## start

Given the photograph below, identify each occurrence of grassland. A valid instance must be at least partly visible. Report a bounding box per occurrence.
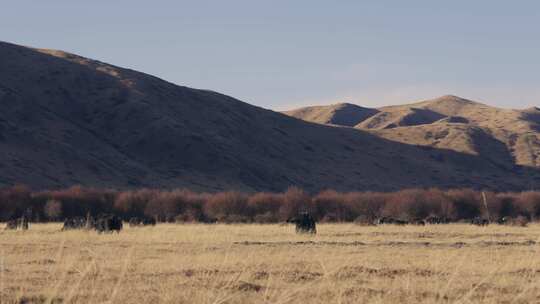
[0,224,540,303]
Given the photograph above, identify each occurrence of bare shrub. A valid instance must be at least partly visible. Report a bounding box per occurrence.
[43,199,62,221]
[279,187,311,221]
[248,192,284,223]
[311,190,356,222]
[204,191,249,222]
[446,189,482,220]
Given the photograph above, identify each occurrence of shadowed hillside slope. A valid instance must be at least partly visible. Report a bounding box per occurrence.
[0,43,538,191]
[284,95,540,172]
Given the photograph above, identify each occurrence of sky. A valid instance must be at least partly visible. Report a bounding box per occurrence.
[0,0,540,110]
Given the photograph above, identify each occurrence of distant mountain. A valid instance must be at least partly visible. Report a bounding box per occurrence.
[284,103,379,127]
[0,42,540,191]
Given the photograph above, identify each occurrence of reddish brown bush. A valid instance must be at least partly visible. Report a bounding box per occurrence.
[204,191,250,222]
[0,186,540,224]
[248,192,284,223]
[311,190,357,222]
[279,187,312,221]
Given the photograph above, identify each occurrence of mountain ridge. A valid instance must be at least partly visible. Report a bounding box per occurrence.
[0,42,540,192]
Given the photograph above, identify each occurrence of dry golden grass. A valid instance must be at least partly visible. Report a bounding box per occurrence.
[0,224,540,303]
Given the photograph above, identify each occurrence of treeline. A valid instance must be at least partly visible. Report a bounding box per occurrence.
[0,186,540,223]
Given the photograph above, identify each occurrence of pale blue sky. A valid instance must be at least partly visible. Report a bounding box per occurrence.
[0,0,540,110]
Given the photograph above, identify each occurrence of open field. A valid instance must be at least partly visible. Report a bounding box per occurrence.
[0,224,540,303]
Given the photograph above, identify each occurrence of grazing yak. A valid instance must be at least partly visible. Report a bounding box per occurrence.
[375,216,409,225]
[287,212,317,234]
[471,216,489,226]
[62,216,86,230]
[424,215,448,225]
[96,214,123,233]
[129,217,156,227]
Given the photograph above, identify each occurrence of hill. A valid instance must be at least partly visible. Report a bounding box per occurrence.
[284,95,540,173]
[284,103,378,127]
[0,42,538,191]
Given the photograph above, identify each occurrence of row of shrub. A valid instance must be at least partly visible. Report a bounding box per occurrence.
[0,186,540,223]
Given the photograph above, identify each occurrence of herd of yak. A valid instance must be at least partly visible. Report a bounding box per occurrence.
[1,212,528,234]
[6,214,156,233]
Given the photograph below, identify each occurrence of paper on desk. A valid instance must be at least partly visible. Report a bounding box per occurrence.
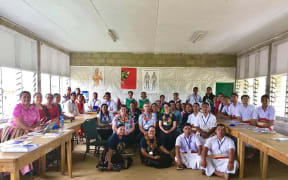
[272,138,288,142]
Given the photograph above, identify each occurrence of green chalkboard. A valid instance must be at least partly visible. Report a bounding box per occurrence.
[216,82,234,97]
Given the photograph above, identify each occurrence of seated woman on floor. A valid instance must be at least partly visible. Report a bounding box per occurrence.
[96,124,133,171]
[175,123,202,170]
[1,91,41,174]
[140,126,172,168]
[112,104,136,144]
[159,103,176,151]
[201,124,238,179]
[96,104,113,139]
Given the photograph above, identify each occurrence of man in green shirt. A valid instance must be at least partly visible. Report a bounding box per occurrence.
[125,91,137,110]
[139,91,150,111]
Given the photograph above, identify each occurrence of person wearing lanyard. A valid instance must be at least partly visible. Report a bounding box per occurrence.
[229,93,242,119]
[112,104,136,144]
[186,87,202,105]
[96,104,113,140]
[64,92,80,118]
[102,92,117,114]
[175,123,202,170]
[194,102,217,144]
[138,103,157,139]
[140,126,172,168]
[236,95,255,124]
[201,124,238,179]
[159,103,176,151]
[252,95,275,130]
[88,92,101,111]
[124,91,137,110]
[187,103,202,133]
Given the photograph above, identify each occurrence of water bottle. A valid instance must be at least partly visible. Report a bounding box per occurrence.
[60,115,64,130]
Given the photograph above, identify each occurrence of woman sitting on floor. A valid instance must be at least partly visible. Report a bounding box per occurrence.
[96,104,113,139]
[1,91,41,174]
[112,104,136,144]
[140,126,172,168]
[159,103,176,151]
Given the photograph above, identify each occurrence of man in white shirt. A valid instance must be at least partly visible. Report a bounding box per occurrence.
[186,87,202,106]
[64,92,80,118]
[102,92,117,114]
[194,102,217,144]
[218,96,231,119]
[172,92,181,104]
[229,93,241,119]
[201,124,238,179]
[175,123,202,169]
[88,92,101,111]
[253,95,275,130]
[236,95,255,123]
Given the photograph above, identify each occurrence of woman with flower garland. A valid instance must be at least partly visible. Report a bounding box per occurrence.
[139,103,157,140]
[159,103,176,151]
[140,126,172,168]
[112,104,136,144]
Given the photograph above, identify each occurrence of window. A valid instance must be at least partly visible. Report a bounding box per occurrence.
[41,73,51,97]
[22,71,37,96]
[253,77,266,106]
[51,76,60,94]
[270,75,287,117]
[1,67,18,119]
[60,76,70,95]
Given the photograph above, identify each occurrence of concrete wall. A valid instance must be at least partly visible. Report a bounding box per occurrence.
[70,52,237,67]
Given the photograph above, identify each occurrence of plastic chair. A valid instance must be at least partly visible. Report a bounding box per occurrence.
[82,119,106,160]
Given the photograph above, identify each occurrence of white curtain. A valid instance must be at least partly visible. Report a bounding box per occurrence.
[256,47,269,77]
[41,45,70,77]
[236,55,247,79]
[0,26,37,71]
[271,40,288,74]
[245,53,257,78]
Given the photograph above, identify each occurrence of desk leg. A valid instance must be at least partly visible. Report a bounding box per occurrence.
[259,150,263,175]
[40,155,46,176]
[238,139,245,178]
[237,138,241,161]
[10,170,20,180]
[61,142,66,174]
[262,153,269,179]
[67,140,72,178]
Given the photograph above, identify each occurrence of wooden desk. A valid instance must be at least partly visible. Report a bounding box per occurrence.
[219,120,288,178]
[0,130,73,180]
[64,114,97,132]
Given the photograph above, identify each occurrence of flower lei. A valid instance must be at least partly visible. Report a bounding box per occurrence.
[145,136,157,151]
[117,114,128,124]
[143,112,152,121]
[162,113,173,126]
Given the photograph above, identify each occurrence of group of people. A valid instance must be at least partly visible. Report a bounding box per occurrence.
[1,87,275,178]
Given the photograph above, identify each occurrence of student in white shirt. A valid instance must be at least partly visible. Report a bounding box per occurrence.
[88,92,101,111]
[236,95,255,123]
[102,92,117,114]
[175,123,202,169]
[218,96,231,119]
[229,93,241,119]
[64,93,80,118]
[253,95,275,130]
[186,87,202,105]
[194,102,217,144]
[172,92,181,104]
[201,124,238,179]
[187,103,202,129]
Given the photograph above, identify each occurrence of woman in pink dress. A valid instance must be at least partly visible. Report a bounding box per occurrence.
[1,91,41,174]
[44,93,60,126]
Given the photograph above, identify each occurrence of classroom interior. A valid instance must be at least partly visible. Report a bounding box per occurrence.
[0,0,288,180]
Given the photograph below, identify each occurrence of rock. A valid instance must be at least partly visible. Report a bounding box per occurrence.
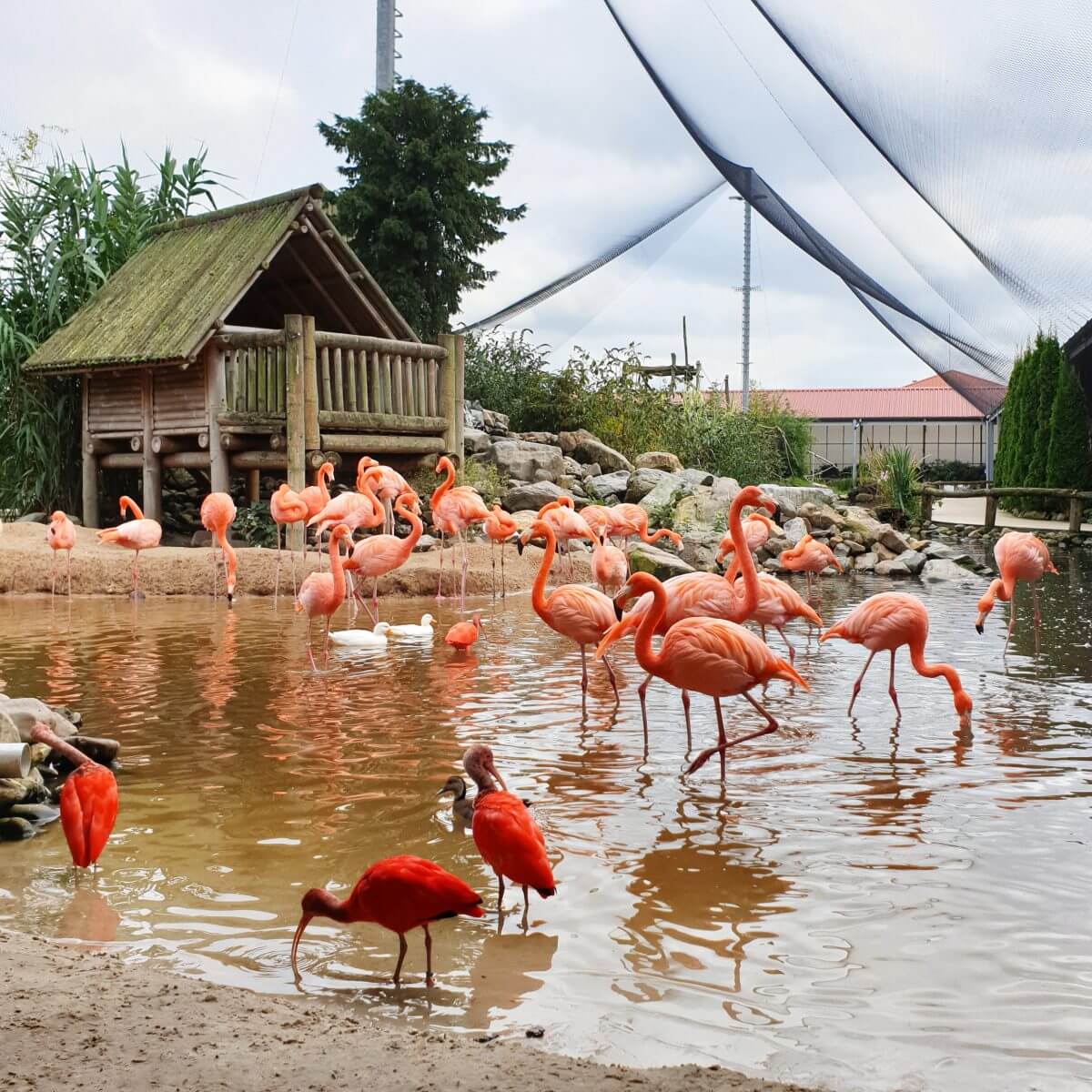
[783,515,808,546]
[629,542,693,580]
[588,470,629,503]
[759,485,837,520]
[875,561,910,577]
[922,557,982,584]
[558,428,633,474]
[682,469,714,485]
[626,466,672,504]
[488,440,564,481]
[0,815,34,842]
[463,428,492,455]
[895,550,925,577]
[501,481,569,512]
[633,451,682,474]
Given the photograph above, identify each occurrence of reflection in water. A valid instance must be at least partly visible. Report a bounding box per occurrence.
[0,558,1092,1092]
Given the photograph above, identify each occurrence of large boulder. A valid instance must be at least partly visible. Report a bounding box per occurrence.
[629,542,693,580]
[626,466,672,504]
[633,451,682,474]
[488,440,564,481]
[558,428,633,474]
[501,481,570,512]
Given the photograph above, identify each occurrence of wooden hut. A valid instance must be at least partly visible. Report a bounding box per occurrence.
[24,186,463,541]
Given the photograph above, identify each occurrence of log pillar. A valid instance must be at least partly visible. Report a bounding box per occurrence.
[80,372,99,528]
[139,368,163,520]
[284,315,306,551]
[203,342,231,492]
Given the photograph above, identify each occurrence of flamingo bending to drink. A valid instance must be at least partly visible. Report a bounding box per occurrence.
[819,592,972,716]
[974,531,1058,649]
[201,492,238,604]
[98,497,163,599]
[291,856,482,984]
[46,510,76,599]
[595,572,808,774]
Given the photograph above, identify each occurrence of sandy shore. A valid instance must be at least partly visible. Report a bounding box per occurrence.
[0,523,590,596]
[0,932,816,1092]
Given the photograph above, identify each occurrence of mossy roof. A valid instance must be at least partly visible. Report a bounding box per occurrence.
[23,186,416,372]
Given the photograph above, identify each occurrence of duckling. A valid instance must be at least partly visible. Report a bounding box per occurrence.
[389,615,433,640]
[436,774,474,826]
[329,622,391,649]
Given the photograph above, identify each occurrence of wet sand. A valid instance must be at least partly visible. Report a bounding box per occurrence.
[0,932,804,1092]
[0,523,591,596]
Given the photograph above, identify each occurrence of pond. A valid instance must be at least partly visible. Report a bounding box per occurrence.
[0,555,1092,1090]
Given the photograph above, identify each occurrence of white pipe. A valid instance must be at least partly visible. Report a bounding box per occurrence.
[0,743,31,777]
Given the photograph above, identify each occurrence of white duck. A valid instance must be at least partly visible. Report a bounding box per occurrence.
[329,622,391,649]
[391,615,433,640]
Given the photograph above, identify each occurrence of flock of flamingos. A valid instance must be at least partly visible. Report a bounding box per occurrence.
[33,458,1057,983]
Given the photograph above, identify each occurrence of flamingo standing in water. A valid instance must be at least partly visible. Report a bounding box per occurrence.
[484,504,520,599]
[345,489,425,622]
[430,455,490,610]
[356,455,413,535]
[269,481,311,600]
[520,520,618,698]
[595,572,808,774]
[463,743,557,925]
[291,856,482,985]
[974,531,1058,649]
[201,492,238,605]
[819,592,971,716]
[46,510,76,599]
[296,523,351,671]
[777,535,842,600]
[31,723,118,868]
[98,497,163,599]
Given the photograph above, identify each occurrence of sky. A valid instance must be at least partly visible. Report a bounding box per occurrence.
[0,0,1057,388]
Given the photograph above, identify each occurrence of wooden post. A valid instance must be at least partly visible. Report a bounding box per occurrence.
[439,334,463,463]
[294,315,318,451]
[983,493,997,531]
[80,372,98,528]
[139,368,163,520]
[204,342,230,492]
[284,315,306,550]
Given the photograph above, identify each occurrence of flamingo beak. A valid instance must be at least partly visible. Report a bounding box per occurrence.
[291,914,315,982]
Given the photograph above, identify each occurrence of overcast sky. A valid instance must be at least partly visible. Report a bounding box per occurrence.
[0,0,1052,387]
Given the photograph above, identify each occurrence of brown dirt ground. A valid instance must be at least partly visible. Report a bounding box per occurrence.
[0,523,590,596]
[0,930,821,1092]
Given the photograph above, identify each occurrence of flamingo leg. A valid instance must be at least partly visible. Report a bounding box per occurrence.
[845,652,875,716]
[888,649,902,716]
[394,933,409,986]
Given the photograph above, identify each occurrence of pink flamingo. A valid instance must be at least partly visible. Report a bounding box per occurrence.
[779,535,842,599]
[484,504,520,599]
[819,592,971,716]
[46,510,76,599]
[296,523,351,671]
[201,492,238,604]
[592,535,629,595]
[520,520,618,698]
[974,531,1058,649]
[595,572,808,774]
[356,455,413,535]
[716,512,779,564]
[430,455,490,610]
[345,482,425,622]
[98,497,163,599]
[269,481,311,599]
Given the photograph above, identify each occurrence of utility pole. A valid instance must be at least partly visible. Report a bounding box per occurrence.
[376,0,402,92]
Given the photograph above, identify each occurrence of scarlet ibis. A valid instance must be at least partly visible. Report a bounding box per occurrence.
[31,723,118,868]
[291,856,481,984]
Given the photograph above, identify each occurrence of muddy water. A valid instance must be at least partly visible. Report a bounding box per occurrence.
[0,558,1092,1090]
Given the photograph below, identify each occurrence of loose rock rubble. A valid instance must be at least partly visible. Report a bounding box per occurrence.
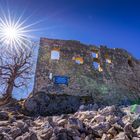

## end

> [Aim of the exercise] Copy out word for word the items starting with the line that contains "Given the photograph above, identify each occurrence of mountain" and going on through the line that contains "[6,214,156,233]", both included.

> [Response]
Given the photograph above, identify each occurrence of mountain ridge. A valid instance must be at least partly visible. Report a bounding box per occurrence.
[0,42,540,192]
Given the photograph above, identify each occurrence of dry golden grass. A valid instance must be at least partly visible. Report a bounding box per occurrence.
[0,224,540,303]
Given the photograph above, identify each occurrence of treeline. A valid instance must be at least partly visible. Report a bounding box per occurrence.
[0,186,540,223]
Given the photograph above, identify each occurrence of pale blue sky. A valid instance must be at least partly visible. Report a bounding box per occurrence.
[0,0,540,110]
Given the photograph above, identify each occurrence of open field. A valid instance must be at least partly visible. Report a bounding box per occurrence.
[0,224,540,303]
Given the photograph above, identify each occurrence of grazing yak. A valid instance must be at least partly visible. Report a bounding box per occurrence.
[375,216,409,225]
[287,212,317,234]
[471,216,489,226]
[62,216,86,230]
[424,215,448,225]
[96,214,123,233]
[129,217,156,227]
Given the photograph above, identify each occurrence of hill. A valid instance must be at least partly visible. Report a bounding box per occurrence.
[284,95,540,173]
[284,103,378,127]
[0,42,538,191]
Given the photograph above, identify each occurrence of row of shrub. A valid instance must be at least partly visible. Report a bounding box per occurrence.
[0,186,540,223]
Given the photograph above, identify each occurrence of herd of yak. A valid instance must be at least partly visible. Report a bounding box per occurrence.
[1,212,528,234]
[6,214,156,233]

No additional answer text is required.